▸ WORK INSTRUCTIONS: Write the records out again, precisely as they stand.

▸ EXTRACTED ENTRIES:
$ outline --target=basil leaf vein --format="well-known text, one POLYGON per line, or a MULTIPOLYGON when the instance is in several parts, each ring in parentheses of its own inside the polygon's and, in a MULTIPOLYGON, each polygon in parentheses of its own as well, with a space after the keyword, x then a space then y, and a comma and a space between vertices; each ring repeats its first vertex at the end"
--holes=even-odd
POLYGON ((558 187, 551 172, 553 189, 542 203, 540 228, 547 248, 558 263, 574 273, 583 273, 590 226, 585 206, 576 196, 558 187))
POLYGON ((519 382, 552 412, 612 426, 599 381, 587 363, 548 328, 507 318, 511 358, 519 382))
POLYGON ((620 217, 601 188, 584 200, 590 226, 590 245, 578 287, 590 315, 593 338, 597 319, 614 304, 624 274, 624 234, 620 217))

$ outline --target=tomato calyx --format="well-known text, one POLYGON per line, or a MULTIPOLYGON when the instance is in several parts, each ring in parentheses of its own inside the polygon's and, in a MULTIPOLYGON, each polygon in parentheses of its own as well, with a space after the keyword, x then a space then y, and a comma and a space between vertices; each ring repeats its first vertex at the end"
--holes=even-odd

▸ WRITTEN RESPONSE:
$ outline --target=basil leaf vein --format="well-known text, one POLYGON per line, or a MULTIPOLYGON when the instance is in several parts, each ring in parentheses of its own inside the polygon's and, in a MULTIPOLYGON, each polygon in parentheses of its own as well, with a space after the keyword, x then a space then y, and a comma and a space between vertices; each ring repeats its first vertex at the end"
--holes=even-odd
POLYGON ((558 187, 551 172, 553 189, 542 203, 540 228, 547 248, 558 263, 574 273, 583 273, 590 226, 585 206, 576 196, 558 187))
POLYGON ((519 382, 552 412, 612 426, 599 381, 587 363, 548 328, 507 318, 511 358, 519 382))
POLYGON ((620 217, 601 188, 584 200, 590 226, 590 245, 578 287, 590 315, 593 338, 597 319, 614 304, 624 274, 624 234, 620 217))

$ outline --target=tomato calyx --format="well-known text, one POLYGON per line, or a MULTIPOLYGON when the instance is in several parts, each ring in parentheses of its own inside the polygon's and, in a MULTIPOLYGON, each polygon in parentheses of its own as well, with a space after the keyword, x then a space then y, and a comma and a space between vertices; each ring repeats its first vertex at the end"
--holes=even-odd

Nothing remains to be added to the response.